### [Your objective]
The listing below holds a line with "Indicate the black" and a later line with "Indicate the short". Write out those two lines and every line between them, exactly, and nothing else.

### [Records supplied]
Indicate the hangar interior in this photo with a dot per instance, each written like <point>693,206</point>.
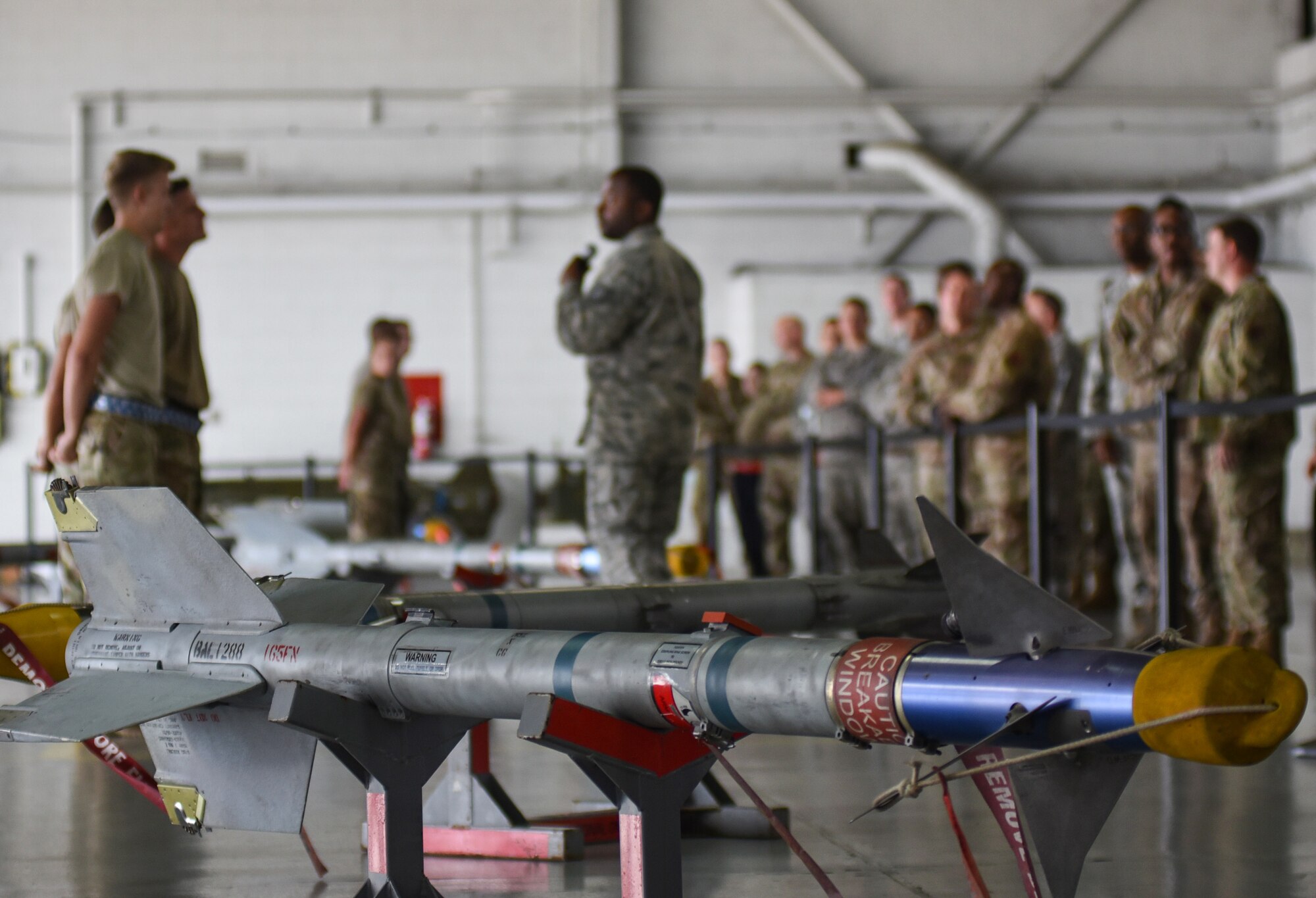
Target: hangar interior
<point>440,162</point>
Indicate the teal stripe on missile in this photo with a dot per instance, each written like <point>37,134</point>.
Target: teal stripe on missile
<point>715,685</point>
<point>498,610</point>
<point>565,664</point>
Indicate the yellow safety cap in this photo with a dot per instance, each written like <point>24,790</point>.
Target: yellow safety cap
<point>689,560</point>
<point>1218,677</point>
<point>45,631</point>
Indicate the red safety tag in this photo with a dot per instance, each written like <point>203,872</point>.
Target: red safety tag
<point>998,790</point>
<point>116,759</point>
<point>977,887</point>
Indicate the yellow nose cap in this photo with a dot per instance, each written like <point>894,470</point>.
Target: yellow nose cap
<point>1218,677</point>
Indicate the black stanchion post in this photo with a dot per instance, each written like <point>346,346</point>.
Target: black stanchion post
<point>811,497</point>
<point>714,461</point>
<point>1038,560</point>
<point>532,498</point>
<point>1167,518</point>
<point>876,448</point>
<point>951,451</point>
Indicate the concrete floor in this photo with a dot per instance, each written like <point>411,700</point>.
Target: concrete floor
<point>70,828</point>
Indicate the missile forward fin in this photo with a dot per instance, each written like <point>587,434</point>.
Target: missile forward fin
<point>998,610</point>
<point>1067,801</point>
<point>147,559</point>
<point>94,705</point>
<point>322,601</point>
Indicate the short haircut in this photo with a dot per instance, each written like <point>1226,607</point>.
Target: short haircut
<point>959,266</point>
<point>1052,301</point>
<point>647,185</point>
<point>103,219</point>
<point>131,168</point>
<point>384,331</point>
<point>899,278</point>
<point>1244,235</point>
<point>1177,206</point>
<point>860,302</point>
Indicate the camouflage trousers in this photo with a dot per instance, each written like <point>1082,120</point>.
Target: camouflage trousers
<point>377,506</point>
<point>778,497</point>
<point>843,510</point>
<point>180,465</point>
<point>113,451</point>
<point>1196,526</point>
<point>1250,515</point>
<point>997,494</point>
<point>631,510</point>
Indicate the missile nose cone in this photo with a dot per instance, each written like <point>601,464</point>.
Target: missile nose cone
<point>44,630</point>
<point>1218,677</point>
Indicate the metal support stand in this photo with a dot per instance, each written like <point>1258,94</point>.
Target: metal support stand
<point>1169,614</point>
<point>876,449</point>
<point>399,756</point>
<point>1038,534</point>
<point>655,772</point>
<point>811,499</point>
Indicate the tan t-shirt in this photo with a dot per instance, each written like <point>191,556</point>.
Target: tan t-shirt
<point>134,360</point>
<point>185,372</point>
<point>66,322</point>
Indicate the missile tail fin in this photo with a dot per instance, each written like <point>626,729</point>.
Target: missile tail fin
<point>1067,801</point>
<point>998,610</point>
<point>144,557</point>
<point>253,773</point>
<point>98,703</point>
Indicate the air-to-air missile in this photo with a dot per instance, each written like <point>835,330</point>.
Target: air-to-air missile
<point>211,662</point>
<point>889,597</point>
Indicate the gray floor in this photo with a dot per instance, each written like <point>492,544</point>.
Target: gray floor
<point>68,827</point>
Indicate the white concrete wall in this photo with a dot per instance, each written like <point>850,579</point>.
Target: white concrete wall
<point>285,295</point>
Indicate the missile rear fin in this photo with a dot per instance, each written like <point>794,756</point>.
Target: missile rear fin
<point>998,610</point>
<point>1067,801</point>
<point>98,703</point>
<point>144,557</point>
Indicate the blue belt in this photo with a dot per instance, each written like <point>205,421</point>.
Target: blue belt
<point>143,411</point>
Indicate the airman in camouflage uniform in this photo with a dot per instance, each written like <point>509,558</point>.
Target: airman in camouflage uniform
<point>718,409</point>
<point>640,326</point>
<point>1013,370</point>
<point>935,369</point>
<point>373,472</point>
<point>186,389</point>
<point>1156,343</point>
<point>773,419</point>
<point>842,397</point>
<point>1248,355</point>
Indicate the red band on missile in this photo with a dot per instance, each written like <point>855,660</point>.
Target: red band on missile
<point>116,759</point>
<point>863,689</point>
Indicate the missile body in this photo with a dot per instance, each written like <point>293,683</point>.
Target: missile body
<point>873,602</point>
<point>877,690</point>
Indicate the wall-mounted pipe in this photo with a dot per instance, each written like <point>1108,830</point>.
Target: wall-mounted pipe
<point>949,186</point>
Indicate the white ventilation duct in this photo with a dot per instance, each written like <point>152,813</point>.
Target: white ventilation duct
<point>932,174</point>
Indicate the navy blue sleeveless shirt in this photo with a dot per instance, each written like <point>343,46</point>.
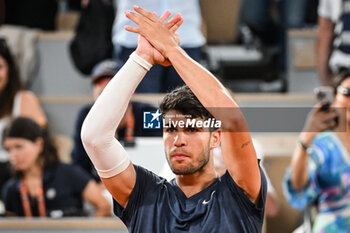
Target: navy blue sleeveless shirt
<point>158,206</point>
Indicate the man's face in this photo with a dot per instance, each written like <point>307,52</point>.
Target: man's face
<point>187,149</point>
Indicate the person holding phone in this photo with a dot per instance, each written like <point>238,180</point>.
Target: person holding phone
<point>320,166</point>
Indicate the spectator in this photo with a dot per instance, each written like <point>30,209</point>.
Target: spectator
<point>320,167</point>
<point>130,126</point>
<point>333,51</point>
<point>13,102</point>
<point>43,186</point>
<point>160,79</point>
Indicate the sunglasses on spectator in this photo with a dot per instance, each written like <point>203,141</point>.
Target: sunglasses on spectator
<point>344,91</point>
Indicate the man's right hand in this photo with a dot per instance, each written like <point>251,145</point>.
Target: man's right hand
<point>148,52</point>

==

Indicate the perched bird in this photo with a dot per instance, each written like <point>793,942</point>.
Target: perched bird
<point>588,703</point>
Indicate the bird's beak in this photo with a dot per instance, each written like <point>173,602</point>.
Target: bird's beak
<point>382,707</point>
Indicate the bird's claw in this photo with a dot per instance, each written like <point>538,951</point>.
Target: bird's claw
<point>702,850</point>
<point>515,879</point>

--

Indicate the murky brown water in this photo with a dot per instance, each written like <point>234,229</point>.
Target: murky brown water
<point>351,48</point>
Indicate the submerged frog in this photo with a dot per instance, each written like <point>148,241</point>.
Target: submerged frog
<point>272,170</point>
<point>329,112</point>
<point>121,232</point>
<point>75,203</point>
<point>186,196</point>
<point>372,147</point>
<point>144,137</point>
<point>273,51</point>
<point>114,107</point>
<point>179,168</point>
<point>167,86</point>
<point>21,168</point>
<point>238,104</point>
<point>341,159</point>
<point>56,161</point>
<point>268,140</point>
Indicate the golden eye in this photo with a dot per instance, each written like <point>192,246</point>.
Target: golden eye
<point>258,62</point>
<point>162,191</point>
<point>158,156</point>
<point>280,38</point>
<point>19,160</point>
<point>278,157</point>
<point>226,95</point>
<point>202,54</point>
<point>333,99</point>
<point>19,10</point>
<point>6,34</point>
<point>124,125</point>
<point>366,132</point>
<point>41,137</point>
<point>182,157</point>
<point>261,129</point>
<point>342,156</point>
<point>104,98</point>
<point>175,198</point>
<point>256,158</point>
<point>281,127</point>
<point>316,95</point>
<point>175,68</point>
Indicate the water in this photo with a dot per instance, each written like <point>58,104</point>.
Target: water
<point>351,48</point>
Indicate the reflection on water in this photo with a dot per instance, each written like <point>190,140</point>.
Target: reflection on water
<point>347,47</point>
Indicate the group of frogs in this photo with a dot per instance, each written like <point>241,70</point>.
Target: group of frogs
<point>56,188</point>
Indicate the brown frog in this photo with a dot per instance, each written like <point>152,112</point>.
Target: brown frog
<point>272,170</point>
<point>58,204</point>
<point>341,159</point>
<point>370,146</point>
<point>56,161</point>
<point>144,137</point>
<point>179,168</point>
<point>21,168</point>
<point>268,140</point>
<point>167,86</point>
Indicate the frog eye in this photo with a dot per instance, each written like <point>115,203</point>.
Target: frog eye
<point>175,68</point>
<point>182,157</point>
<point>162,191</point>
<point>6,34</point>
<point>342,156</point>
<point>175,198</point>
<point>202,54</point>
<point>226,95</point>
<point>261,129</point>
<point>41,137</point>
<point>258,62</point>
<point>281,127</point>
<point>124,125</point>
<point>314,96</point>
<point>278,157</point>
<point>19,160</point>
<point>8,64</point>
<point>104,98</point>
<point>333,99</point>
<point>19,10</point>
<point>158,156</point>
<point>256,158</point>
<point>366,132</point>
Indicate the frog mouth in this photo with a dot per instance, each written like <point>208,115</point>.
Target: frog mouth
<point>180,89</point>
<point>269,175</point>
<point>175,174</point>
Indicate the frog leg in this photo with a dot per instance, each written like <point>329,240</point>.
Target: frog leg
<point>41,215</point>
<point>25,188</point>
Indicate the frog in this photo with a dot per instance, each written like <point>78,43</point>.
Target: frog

### [Result of this task]
Indicate the black stanchion post in this photo with a dot per instance, each written like <point>346,346</point>.
Target: black stanchion post
<point>811,497</point>
<point>714,461</point>
<point>1038,560</point>
<point>532,498</point>
<point>1167,518</point>
<point>876,448</point>
<point>951,451</point>
Indicate the concrete floor in this photo with a dot per instance, each written like <point>411,700</point>.
Target: concrete floor
<point>70,828</point>
Indicate the missile forward fin in this photo with a dot per instance, each written like <point>587,434</point>.
Target: missile forward fin
<point>998,610</point>
<point>1067,801</point>
<point>147,559</point>
<point>94,705</point>
<point>322,601</point>
Indicate the short haircut in this photo with a dot per instance, each written like <point>1226,607</point>.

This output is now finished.